PROBLÈME POSÉ:
Réponds aux questions suivantes d'après le segment du document reproduit plus bas.
1. Quel âge avait l'homme lynché à Rezé ?
2. Quelle personnalité des médias est nommée pour sa réaction à ces violences ?
3. De quelle édition d'Ouest-France provient le récit de l'événement ?

··· SEGMENT DU DOCUMENT ···

Le traitement journalistique d’un récent fait-divers vient de nous le rappeler, le racisme anti-blanc est un angle mort des médias de grand chemin. La réaction de Laurence Ferrari face à un déchainement de violence à Rezé contre un « blanc », désigné comme tel, en dit long sur leur embarras à ce sujet.
Lynchage à Rezé : what else ? (mais encore ?)
Le 12 décembre, dans la banlieue de Nantes, à Rezé, un homme de 52 ans a voulu récupérer la moto volée à son fils. Il a été sauvagement lynché par une bande de jeunes de la cité. Ouest-France relate l’événement dans l’édition du 14 décembre de la façon suivante : « ça se bagarrait durement, salement ». Le quotidien de l’ouest reprend à son compte les propos d’un témoin de la scène en évoquant une « bagarre ». En fait de « bagarre », il s’agit à la vue des images filmées par un habitant du quartier plutôt d’un lynchage en règle avec un appel à tuer le père de famille.

··· DONNÉES STOCKÉES ···

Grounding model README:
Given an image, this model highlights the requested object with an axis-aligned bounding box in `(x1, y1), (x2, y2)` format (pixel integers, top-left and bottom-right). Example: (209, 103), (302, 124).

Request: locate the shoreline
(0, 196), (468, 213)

···

RÉPONSE AU PROBLÈME:
1. 52 ans.
2. Laurence Ferrari.
3. L'édition du 14 décembre.